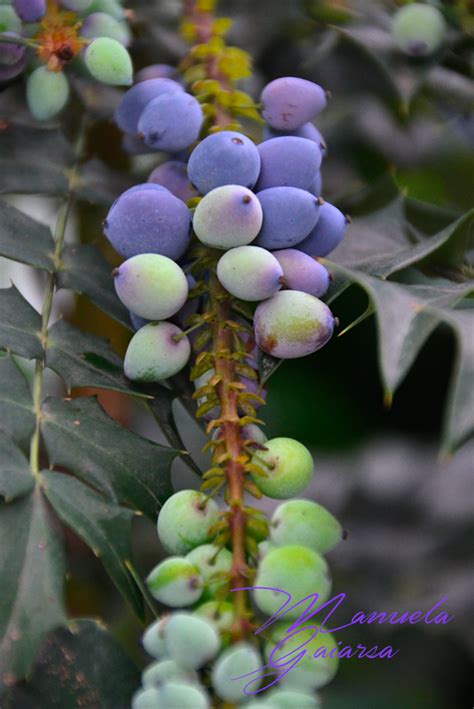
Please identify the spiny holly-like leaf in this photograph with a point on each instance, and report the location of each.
(84, 360)
(84, 270)
(20, 325)
(405, 319)
(383, 242)
(34, 160)
(15, 474)
(17, 418)
(24, 239)
(31, 559)
(81, 667)
(162, 408)
(103, 525)
(459, 419)
(125, 467)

= = = =

# Stated goal
Convert the lines above into a JSON array of strings with one string per line, skipping blank lines. Omit the pictures from the output.

# The reply
[
  "Please identify the spiny holly-like leaf in this photograph with a point on each instance, and report the location of each.",
  "(84, 360)",
  "(84, 270)",
  "(20, 325)",
  "(405, 319)",
  "(383, 242)",
  "(34, 160)",
  "(15, 474)",
  "(17, 418)",
  "(24, 239)",
  "(31, 559)",
  "(81, 667)",
  "(162, 408)",
  "(103, 525)",
  "(459, 419)",
  "(125, 467)"
]